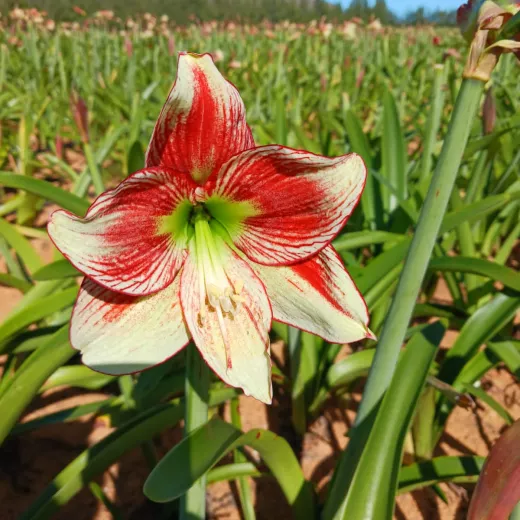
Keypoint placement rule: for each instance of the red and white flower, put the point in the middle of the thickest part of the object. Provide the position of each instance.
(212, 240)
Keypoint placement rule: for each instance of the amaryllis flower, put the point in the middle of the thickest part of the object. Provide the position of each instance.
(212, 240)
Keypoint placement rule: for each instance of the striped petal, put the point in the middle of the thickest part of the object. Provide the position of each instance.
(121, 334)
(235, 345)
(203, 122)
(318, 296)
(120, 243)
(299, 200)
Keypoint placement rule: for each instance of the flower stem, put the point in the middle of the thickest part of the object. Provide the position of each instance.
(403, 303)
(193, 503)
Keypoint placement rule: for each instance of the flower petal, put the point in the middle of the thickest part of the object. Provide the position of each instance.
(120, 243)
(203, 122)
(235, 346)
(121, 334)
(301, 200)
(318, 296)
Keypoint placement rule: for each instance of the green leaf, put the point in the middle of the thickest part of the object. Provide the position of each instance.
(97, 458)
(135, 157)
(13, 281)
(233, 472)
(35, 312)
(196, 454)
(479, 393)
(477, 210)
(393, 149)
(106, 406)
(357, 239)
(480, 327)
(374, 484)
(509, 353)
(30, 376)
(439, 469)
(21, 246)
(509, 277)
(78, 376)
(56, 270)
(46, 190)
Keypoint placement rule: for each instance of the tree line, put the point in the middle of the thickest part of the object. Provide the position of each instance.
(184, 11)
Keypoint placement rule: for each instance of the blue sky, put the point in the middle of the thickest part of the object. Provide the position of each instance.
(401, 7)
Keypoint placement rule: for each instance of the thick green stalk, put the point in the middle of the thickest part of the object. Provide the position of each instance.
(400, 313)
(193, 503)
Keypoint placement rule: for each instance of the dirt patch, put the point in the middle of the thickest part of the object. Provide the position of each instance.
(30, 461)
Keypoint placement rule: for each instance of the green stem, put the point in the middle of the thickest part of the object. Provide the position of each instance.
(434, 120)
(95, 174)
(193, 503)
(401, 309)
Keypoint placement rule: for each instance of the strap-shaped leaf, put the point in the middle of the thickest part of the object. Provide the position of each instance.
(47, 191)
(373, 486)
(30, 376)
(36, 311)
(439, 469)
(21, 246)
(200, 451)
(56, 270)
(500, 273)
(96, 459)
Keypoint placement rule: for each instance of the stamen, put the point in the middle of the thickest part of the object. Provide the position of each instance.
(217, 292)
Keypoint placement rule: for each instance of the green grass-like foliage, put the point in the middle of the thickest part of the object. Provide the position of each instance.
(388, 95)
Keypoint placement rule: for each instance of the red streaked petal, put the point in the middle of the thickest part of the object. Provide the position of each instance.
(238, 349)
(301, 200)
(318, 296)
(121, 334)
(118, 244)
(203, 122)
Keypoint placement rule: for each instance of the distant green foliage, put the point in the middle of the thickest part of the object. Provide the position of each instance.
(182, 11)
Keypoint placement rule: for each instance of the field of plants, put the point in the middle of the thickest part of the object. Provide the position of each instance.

========

Exercise directions => Please copy the entries again, requests included, beginning at the line that has "the green grass-like" and stopping after the last entry. Multiply every coordinate in the answers by 0.25 and round each result to a whole number, with halves rounded up.

Answer to this task =>
Keypoint placement rule: for each instance of the green grass-like foliage, put the point in the middle of the thickest part of the object. Provide the position of each instance.
(97, 24)
Keypoint placement rule: for each instance of the red streaked petal, put the point in the middle of the thickest part of the object. Provide the position of each instance.
(60, 87)
(75, 50)
(80, 74)
(30, 84)
(30, 61)
(51, 31)
Keypoint placement rule: for each instance of the distant green foliage, put the point in the middle of the thickest part of the object. Provide the position of each instance.
(46, 3)
Keypoint placement rule: for each instance of the field of plants, put the point in the middle of the thickest part of the object. Provide the position of each instance.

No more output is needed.